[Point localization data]
════════════════
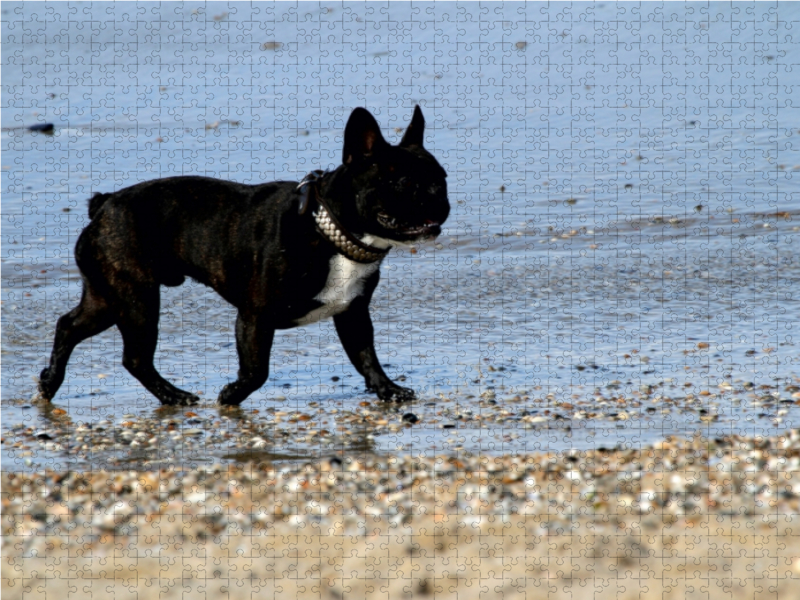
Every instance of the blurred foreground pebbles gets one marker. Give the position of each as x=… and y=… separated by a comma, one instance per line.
x=421, y=522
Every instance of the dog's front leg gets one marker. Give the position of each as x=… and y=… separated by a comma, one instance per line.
x=355, y=330
x=254, y=335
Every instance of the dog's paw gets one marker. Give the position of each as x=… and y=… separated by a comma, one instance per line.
x=45, y=388
x=396, y=393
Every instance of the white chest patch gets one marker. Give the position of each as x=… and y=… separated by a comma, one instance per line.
x=345, y=283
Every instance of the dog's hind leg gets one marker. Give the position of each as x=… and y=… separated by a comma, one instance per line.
x=253, y=344
x=92, y=316
x=138, y=324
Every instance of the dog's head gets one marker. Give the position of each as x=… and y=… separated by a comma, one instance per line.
x=400, y=191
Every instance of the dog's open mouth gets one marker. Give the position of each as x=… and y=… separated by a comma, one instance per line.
x=429, y=229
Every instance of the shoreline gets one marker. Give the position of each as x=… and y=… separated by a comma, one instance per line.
x=682, y=518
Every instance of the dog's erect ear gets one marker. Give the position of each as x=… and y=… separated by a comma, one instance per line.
x=362, y=136
x=415, y=131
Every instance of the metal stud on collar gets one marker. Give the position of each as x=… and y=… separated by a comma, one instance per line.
x=347, y=244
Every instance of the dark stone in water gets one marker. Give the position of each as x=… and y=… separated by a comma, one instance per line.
x=43, y=127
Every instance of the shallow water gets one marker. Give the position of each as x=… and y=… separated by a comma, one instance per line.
x=625, y=204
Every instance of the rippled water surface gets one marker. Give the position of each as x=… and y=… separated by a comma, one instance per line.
x=620, y=261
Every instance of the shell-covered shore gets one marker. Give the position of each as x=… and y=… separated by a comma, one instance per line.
x=699, y=518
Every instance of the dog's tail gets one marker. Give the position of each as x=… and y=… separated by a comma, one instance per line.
x=96, y=202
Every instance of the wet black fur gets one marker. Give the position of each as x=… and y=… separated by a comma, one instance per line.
x=250, y=244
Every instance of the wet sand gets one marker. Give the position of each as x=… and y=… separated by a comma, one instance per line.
x=696, y=518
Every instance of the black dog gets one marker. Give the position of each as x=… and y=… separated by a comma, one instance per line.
x=283, y=254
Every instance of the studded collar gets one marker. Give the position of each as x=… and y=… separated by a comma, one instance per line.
x=330, y=227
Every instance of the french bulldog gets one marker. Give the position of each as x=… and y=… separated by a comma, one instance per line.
x=284, y=253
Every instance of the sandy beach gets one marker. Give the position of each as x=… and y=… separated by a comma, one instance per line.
x=693, y=518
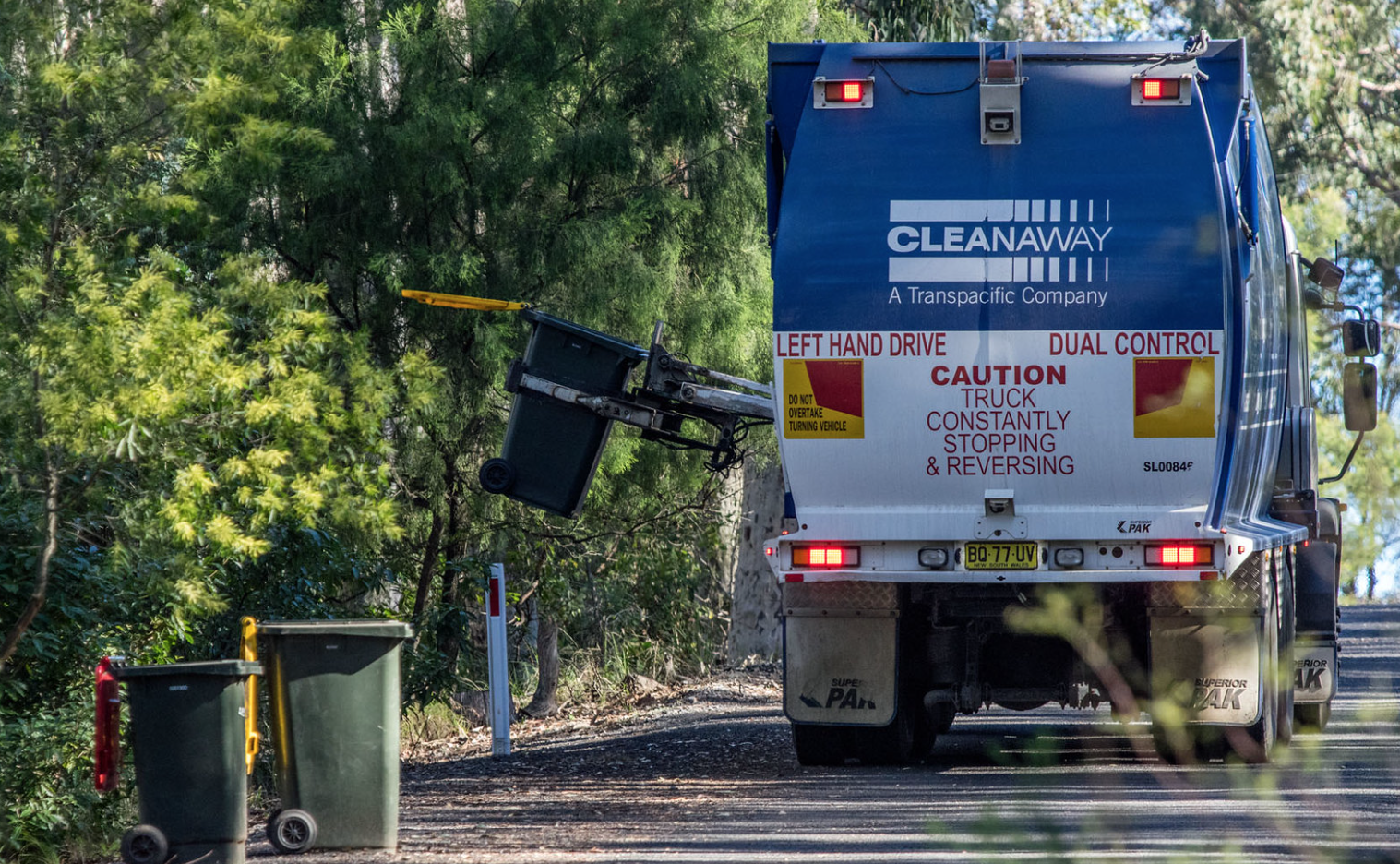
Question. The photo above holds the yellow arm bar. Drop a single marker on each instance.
(461, 301)
(248, 650)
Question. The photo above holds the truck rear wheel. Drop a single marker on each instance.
(891, 744)
(1312, 717)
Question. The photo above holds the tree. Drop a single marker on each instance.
(170, 412)
(600, 160)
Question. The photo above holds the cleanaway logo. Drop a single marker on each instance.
(999, 241)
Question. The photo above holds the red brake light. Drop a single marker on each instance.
(844, 91)
(826, 557)
(1161, 89)
(1178, 555)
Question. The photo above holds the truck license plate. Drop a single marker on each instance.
(999, 557)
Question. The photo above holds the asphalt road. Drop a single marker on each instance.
(720, 786)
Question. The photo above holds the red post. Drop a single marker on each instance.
(107, 742)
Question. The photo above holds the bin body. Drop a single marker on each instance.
(550, 446)
(188, 738)
(335, 696)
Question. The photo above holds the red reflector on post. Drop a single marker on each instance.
(1161, 89)
(1178, 555)
(826, 557)
(844, 91)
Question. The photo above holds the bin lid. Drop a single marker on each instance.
(227, 668)
(634, 354)
(373, 628)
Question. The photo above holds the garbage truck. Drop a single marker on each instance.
(1039, 330)
(1040, 394)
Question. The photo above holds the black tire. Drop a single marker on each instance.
(497, 476)
(820, 745)
(1312, 717)
(292, 831)
(944, 715)
(145, 845)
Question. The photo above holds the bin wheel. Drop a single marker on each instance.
(497, 476)
(145, 845)
(292, 831)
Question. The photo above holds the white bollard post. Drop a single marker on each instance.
(498, 681)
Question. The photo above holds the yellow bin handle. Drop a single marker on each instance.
(248, 650)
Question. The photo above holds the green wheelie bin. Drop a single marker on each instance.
(333, 701)
(189, 737)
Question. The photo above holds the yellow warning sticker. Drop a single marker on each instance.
(1174, 397)
(823, 398)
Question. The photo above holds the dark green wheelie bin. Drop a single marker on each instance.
(333, 699)
(188, 738)
(552, 447)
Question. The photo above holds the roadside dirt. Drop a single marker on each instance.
(588, 780)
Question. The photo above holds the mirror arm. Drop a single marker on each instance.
════════════════
(EXERCISE DETAILS) Copy from the line with "Question. The photo above holds the dark" to the final line of the records, inclusive, and add nothing else.

(RESPONSE TO THIS EXERCISE)
Question. The photo above holds the dark green wheelie bin. Drop a single marker on each instance.
(333, 699)
(188, 738)
(552, 447)
Question. The photo above holds the roadside dirt. Drop a single marker on each instance.
(588, 780)
Question. The photo above holds the mirror arm. Drop a single marker on each instance.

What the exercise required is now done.